Stored data entries
....................
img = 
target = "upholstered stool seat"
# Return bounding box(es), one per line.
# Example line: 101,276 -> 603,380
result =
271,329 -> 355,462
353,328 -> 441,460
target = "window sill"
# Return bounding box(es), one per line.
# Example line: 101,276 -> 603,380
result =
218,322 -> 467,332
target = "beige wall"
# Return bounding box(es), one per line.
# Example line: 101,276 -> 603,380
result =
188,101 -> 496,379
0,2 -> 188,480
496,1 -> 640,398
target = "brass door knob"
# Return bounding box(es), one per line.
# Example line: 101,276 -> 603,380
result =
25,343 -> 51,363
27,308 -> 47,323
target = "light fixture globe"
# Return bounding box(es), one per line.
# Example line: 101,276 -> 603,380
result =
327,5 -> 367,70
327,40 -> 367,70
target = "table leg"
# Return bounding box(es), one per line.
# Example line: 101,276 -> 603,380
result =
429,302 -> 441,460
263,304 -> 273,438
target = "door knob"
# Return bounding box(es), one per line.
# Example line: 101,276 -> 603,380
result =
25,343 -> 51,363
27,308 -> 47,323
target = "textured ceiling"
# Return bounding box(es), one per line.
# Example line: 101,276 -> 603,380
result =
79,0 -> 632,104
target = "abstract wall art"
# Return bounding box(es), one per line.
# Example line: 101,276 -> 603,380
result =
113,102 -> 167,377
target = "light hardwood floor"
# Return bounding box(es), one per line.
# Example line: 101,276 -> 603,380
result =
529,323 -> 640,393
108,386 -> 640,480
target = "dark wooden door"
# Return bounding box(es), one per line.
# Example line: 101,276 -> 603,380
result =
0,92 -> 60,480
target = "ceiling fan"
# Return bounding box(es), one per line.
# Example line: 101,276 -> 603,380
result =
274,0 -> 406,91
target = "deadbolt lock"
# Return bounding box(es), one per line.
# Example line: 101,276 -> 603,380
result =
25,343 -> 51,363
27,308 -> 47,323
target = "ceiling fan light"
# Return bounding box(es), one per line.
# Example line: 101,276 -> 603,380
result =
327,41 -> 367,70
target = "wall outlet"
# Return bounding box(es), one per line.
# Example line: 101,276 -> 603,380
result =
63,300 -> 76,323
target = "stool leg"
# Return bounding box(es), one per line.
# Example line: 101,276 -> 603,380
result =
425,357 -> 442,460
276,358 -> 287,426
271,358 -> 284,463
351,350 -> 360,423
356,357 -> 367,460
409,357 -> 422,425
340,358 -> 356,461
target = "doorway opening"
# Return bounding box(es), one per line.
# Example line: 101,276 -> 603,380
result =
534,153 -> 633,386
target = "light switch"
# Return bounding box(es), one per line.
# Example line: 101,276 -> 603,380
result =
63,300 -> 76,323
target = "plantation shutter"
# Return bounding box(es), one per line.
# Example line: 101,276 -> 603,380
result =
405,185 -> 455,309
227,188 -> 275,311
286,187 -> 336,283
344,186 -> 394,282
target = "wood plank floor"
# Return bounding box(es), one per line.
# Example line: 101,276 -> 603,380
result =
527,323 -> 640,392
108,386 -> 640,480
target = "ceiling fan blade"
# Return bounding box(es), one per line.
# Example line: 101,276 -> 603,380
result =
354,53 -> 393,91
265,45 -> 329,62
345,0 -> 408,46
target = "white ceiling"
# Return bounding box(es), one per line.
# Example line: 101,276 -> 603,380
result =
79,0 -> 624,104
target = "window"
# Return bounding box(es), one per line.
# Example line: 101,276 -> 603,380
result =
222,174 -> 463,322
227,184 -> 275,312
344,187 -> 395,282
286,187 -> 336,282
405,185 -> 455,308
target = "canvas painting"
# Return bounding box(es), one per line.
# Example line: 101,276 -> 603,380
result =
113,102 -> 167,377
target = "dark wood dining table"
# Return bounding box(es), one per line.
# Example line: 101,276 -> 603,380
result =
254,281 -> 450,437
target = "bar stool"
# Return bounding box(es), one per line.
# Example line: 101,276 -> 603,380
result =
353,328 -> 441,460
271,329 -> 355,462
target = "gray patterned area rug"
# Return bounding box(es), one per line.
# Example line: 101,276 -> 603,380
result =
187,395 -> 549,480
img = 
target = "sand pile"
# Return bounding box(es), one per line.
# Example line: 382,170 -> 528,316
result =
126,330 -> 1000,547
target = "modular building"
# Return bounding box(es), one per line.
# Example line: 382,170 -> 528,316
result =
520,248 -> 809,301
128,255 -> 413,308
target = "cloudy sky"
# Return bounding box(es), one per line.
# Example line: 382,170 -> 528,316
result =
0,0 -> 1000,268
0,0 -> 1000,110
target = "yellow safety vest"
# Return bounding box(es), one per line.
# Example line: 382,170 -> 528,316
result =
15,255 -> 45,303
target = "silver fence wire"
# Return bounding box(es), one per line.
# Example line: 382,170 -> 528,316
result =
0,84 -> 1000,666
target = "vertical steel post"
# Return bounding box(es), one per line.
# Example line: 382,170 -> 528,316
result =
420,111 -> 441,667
....................
Work required:
Retype the listing. Match it exactly.

Solution:
img = 
target = "upholstered stool seat"
# Return bounding box(es), one per line.
# Example line: 101,276 -> 603,380
result =
271,329 -> 355,462
353,328 -> 441,460
target = "window sill"
# Return bounding box(es), one per line.
# Example line: 101,276 -> 603,380
result =
218,322 -> 467,332
target = "beige wall"
# Return bounding box(es), one per line.
# Example line: 101,276 -> 603,380
result =
188,101 -> 496,379
0,2 -> 188,480
496,1 -> 640,398
target = "brass door knob"
# Return bounding box(es), one per line.
# Example line: 101,276 -> 603,380
result =
25,343 -> 51,363
27,308 -> 47,323
target = "light fixture globe"
# Return bounding box(es), one per line.
# Example line: 101,276 -> 603,380
result =
327,5 -> 367,70
327,40 -> 367,70
target = "table leg"
# Return bounding box(es), one per line.
# Example line: 101,276 -> 603,380
result =
429,302 -> 441,460
263,304 -> 273,438
target = "door knob"
# Return bounding box(es), one per line.
# Example line: 101,276 -> 603,380
result =
25,343 -> 51,363
27,308 -> 47,323
target = "textured ceiling"
# Return bounding box(es), one per line.
# Example line: 101,276 -> 603,380
result =
79,0 -> 632,104
target = "abstract wall art"
# Return bounding box(es), one per line.
# Example line: 101,276 -> 603,380
result =
113,102 -> 167,377
target = "light hardwood floor"
# Return bounding box(es), one per line.
# Example line: 101,276 -> 603,380
result =
529,323 -> 640,393
108,386 -> 640,480
target = "dark wooden door"
# Return bounding box(es), one per line.
# Example line: 101,276 -> 603,380
result =
0,92 -> 60,480
target = "ceiling fan"
# Return bounding box(es), one per line.
# Example line: 101,276 -> 603,380
result =
274,0 -> 406,91
target = "deadbolt lock"
# Return bounding box(es), one per line.
# Example line: 101,276 -> 603,380
result =
25,343 -> 51,363
27,308 -> 47,323
target = "ceiling fan light"
# Return bounding box(es), one per line.
# Example line: 101,276 -> 603,380
result =
327,41 -> 367,70
target = "wall outlet"
# Return bounding box(es), one per line.
# Example line: 101,276 -> 603,380
result =
63,300 -> 76,323
target = "stool leg"
# Return bounding box(es), one per line.
# Example line: 101,276 -> 603,380
result =
425,357 -> 442,460
276,358 -> 287,426
271,358 -> 284,463
351,350 -> 360,423
356,357 -> 367,460
409,357 -> 422,425
340,358 -> 356,461
target = "doorway opening"
# Return bounding box(es), one per line.
# Example line: 101,276 -> 603,380
result =
534,153 -> 633,386
target = "light switch"
# Return bounding box(es), one per line.
# Example line: 101,276 -> 603,380
result =
63,300 -> 76,323
target = "plantation shutter"
# Return bounding box(es), one per line.
# Example line: 101,276 -> 603,380
result =
405,185 -> 455,309
227,188 -> 275,311
286,187 -> 336,283
344,186 -> 394,282
target = "wood plank floor"
# Return bounding box(es), one per line.
# Example line: 101,276 -> 603,380
result =
527,323 -> 640,392
108,386 -> 640,480
target = "ceiling fan blade"
# Return bounding box(es), one per line.
# Example line: 101,276 -> 603,380
result =
354,53 -> 393,91
265,45 -> 329,62
345,0 -> 408,46
target = "white ceiling"
# Return bounding box(es), one per line.
# Example line: 101,276 -> 603,380
result =
79,0 -> 624,104
target = "window"
# Return bounding box(es), one per line.
# Example line: 101,276 -> 603,380
result =
222,174 -> 463,322
227,184 -> 275,312
344,187 -> 395,282
286,187 -> 336,282
405,185 -> 455,308
target = "canvas painting"
# Return bounding box(es), one per line.
# Example line: 101,276 -> 603,380
result =
113,102 -> 167,377
target = "dark wood dining table"
# Return bounding box(es), one per line.
# Example line: 101,276 -> 603,380
result =
254,281 -> 450,437
target = "bar stool"
# Return bounding box(es), one per line.
# Example line: 101,276 -> 603,380
result =
353,328 -> 441,460
271,329 -> 355,462
target = "gray patterned area rug"
# Return bounding box(es), one per line.
# Example line: 101,276 -> 603,380
result =
187,395 -> 549,480
img = 
target = "sand pile"
# Return bounding box(es), one per line.
# Example line: 382,170 -> 528,316
result =
126,330 -> 1000,547
target = "modular building"
# Return bounding box(es), one per line.
# Example line: 382,170 -> 528,316
result =
520,248 -> 809,301
128,255 -> 413,308
target = "cloudy sky"
# Return bounding box(es), one per line.
# Example line: 382,170 -> 528,316
result =
0,0 -> 1000,268
0,0 -> 1000,110
target = "yellow safety vest"
# Return bounding box(es), one per line.
# Example line: 382,170 -> 528,316
result =
15,255 -> 45,303
target = "silver fence wire"
# Return bounding box(es), one per line.
# Example line: 382,170 -> 528,316
result =
0,84 -> 1000,666
target = "vertical steel post"
# Return bounding box(es), one per line.
# Example line: 382,170 -> 528,316
result =
420,111 -> 441,667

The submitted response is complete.